** START Provided data **
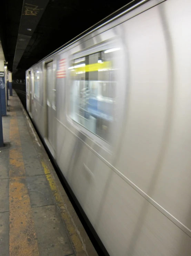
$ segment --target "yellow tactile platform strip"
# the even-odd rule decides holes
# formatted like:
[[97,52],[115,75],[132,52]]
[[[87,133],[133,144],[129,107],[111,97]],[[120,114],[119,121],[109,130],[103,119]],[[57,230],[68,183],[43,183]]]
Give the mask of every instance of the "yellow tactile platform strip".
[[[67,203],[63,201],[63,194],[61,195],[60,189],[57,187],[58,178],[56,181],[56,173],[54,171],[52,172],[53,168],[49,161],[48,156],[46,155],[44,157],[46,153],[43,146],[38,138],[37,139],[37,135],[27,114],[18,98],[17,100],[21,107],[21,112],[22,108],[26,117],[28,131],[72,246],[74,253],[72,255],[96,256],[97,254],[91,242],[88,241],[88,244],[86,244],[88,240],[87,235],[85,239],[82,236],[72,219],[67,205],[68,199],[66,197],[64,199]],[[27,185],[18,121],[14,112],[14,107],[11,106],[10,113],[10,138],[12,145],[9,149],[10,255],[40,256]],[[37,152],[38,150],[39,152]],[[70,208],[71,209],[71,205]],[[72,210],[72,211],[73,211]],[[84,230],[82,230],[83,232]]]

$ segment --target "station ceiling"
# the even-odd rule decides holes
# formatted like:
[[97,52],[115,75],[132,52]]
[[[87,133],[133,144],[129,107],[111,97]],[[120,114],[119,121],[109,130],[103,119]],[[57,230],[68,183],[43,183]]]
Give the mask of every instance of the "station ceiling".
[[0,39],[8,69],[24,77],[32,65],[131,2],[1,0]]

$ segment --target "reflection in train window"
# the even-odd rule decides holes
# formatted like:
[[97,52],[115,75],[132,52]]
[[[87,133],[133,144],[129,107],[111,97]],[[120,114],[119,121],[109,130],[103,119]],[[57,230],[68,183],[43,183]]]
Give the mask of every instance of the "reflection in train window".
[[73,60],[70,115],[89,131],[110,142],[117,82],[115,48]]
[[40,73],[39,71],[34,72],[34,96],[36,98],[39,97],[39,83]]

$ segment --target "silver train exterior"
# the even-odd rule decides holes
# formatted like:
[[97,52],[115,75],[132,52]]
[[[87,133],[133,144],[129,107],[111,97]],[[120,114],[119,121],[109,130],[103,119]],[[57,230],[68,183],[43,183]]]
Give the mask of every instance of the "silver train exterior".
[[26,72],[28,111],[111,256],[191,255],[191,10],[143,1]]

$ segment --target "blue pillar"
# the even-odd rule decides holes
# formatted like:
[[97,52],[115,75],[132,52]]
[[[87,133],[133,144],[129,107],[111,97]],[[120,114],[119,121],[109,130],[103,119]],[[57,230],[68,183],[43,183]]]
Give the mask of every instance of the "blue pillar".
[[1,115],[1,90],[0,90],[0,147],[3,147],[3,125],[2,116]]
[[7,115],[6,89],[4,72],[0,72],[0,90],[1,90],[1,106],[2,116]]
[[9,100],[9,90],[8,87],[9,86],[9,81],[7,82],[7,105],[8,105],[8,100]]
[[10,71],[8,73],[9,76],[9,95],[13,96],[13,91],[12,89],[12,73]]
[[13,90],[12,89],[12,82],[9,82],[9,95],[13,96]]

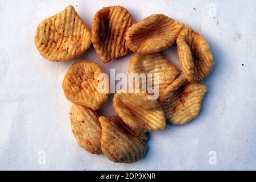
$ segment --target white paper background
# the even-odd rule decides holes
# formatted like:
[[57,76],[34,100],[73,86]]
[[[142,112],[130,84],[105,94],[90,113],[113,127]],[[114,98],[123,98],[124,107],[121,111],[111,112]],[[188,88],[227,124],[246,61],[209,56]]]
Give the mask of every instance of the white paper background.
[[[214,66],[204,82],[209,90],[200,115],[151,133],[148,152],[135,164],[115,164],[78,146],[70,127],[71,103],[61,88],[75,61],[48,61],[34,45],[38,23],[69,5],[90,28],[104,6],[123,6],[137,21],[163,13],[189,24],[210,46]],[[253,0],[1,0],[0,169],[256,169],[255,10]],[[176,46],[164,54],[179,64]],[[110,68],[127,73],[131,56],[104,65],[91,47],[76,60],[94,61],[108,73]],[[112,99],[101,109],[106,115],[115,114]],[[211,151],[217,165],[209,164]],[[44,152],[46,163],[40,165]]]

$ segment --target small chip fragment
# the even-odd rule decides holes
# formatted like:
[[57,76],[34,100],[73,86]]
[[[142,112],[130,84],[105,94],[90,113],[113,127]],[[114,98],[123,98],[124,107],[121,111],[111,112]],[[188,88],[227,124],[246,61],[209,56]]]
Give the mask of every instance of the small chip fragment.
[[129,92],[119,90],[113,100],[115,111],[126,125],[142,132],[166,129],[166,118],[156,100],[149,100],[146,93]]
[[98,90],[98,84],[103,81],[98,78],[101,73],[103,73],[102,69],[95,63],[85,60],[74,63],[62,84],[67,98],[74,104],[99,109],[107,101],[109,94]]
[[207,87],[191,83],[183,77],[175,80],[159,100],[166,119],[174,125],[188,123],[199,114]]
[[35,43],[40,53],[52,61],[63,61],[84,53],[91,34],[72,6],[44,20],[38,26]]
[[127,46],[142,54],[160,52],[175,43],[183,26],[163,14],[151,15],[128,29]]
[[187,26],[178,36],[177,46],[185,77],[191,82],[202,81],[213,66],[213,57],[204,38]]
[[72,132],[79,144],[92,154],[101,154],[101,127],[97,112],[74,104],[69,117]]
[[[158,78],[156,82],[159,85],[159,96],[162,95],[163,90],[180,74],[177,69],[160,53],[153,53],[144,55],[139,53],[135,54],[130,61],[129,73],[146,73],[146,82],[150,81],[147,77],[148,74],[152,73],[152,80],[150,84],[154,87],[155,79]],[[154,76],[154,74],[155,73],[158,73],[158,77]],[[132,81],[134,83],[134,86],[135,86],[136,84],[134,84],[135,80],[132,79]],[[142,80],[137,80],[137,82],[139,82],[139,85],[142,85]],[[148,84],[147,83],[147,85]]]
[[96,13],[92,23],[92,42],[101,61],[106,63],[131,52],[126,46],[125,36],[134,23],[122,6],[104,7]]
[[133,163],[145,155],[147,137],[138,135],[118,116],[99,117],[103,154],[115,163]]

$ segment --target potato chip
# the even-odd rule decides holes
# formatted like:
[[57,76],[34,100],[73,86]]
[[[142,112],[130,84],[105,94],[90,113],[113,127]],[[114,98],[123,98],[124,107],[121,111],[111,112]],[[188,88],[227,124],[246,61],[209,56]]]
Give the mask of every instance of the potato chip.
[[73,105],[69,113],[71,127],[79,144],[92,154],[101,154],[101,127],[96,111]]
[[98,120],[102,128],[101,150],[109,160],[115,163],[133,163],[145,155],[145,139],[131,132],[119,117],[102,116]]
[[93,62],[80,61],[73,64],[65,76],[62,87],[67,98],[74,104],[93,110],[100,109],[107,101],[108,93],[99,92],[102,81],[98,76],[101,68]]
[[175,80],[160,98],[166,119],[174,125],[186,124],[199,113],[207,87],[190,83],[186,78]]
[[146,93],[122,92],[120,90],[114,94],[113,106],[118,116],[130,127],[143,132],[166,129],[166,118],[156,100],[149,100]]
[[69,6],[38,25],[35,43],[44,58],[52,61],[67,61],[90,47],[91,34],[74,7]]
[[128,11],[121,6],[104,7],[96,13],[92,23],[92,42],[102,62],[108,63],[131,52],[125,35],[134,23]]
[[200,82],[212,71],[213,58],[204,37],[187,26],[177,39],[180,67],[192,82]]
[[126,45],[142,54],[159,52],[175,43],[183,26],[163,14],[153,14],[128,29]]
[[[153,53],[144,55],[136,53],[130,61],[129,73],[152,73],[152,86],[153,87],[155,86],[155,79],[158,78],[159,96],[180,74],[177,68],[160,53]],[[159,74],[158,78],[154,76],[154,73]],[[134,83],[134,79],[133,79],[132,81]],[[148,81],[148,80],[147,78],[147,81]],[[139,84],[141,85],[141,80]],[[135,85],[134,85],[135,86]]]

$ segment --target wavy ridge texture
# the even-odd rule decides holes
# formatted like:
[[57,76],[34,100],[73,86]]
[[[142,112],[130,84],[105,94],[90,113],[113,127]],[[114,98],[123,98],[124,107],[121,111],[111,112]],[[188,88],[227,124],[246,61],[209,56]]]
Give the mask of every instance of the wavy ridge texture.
** END Provided data **
■ **What needs to be done**
All lines from the one that contains "--target wavy ridge texture" through the end of the material are to be quoted exactly, with both ends included.

■ **Solution to this exercise**
$ segment --target wavy ridge texture
# the even-odd rule decides holes
# formatted like:
[[57,76],[34,100],[73,86]]
[[[142,112],[130,84],[105,94],[90,113],[113,127]],[[114,98],[123,98],[124,107],[121,111],[111,112]],[[188,88],[227,124],[246,61],[209,56]]]
Give the mask of every instance of the wavy ridge texture.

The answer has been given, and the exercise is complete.